> REQUEST: Print every line of the material below verbatim, in the same order and without changing a single character.
━━━━━━
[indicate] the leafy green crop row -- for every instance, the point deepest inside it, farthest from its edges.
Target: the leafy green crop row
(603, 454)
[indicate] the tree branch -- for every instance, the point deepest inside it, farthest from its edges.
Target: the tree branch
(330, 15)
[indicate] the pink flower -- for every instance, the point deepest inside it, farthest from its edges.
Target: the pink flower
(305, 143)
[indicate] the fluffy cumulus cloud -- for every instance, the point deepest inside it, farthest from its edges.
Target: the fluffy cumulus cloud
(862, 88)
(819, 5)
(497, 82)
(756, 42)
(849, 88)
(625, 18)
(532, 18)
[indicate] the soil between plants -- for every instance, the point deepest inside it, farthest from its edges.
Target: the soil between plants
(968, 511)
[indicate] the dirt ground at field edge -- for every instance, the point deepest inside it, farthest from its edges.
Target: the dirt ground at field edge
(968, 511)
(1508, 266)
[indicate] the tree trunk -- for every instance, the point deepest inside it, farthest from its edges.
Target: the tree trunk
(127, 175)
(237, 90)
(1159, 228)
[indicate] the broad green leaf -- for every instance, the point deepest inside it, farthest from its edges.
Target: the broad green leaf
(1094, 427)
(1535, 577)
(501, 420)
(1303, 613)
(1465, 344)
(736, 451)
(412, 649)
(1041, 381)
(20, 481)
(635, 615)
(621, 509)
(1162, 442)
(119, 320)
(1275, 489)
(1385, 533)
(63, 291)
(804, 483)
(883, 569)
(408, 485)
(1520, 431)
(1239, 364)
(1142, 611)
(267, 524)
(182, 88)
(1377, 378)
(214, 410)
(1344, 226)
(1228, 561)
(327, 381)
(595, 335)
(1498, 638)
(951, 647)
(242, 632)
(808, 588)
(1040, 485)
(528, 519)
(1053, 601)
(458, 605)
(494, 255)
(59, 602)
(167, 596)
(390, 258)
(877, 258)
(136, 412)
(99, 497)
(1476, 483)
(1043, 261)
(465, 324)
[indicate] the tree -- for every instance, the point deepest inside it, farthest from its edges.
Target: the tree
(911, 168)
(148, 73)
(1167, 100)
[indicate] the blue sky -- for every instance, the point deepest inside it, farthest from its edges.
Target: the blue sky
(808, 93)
━━━━━━
> SOLUTION FOR THIS TASK:
[indicate] the leafy green crop row -- for every instance, the point deepest inside it, farthest from its edges.
Target: the leafy green crop row
(603, 454)
[indicate] the tree branch -- for every instance, the point deepest inside it, farthest from its edges.
Target: the tree branch
(330, 15)
[indicate] the pink flower -- for every instance, the point deepest inside it, farthest from its edges.
Target: the pink flower
(305, 143)
[indicate] the fluffy cumulus cloud -- for every instance, the point deepest inside it, farthest from its edges.
Target: the fluffy cumulus cloud
(862, 88)
(819, 5)
(497, 82)
(756, 42)
(849, 88)
(625, 18)
(532, 18)
[indicate] the soil between plants -- for every instance, the point deepest inside it, farthest from its edges.
Target: the soil between plants
(968, 511)
[indicate] the dirt ground at field edge -- for every instance, the point deepest inside it, farthest from its edges.
Target: the dirt ground at field edge
(968, 511)
(1508, 266)
[indicate] the tree trunk -- for every instance, the point deepest inside it, farthest from its edges.
Target: the tree trunk
(127, 175)
(237, 90)
(1159, 228)
[indicate] the broad green leaf -- for every instance, the point deepest inside it, farthest from its edges.
Target: the broad green leaf
(1094, 427)
(1535, 577)
(501, 420)
(1303, 613)
(1465, 344)
(736, 451)
(412, 649)
(1041, 381)
(20, 481)
(635, 615)
(621, 509)
(1162, 442)
(119, 320)
(1275, 489)
(1385, 533)
(63, 291)
(804, 483)
(883, 569)
(408, 485)
(1520, 431)
(1239, 364)
(1142, 611)
(267, 524)
(182, 88)
(1377, 378)
(214, 410)
(1344, 226)
(1228, 561)
(327, 381)
(595, 335)
(1498, 638)
(951, 647)
(242, 632)
(808, 588)
(1040, 485)
(528, 519)
(1053, 601)
(458, 605)
(494, 255)
(59, 602)
(167, 596)
(390, 258)
(877, 258)
(136, 412)
(99, 497)
(1476, 483)
(1043, 261)
(465, 324)
[indicate] the tree -- for every instance, the point deepest inside it, farthest from its edges.
Target: the tree
(911, 168)
(148, 73)
(1167, 100)
[indicate] the blue sky -- for every instance, the point deepest inside it, farthest from its edges.
Target: the blue sky
(808, 93)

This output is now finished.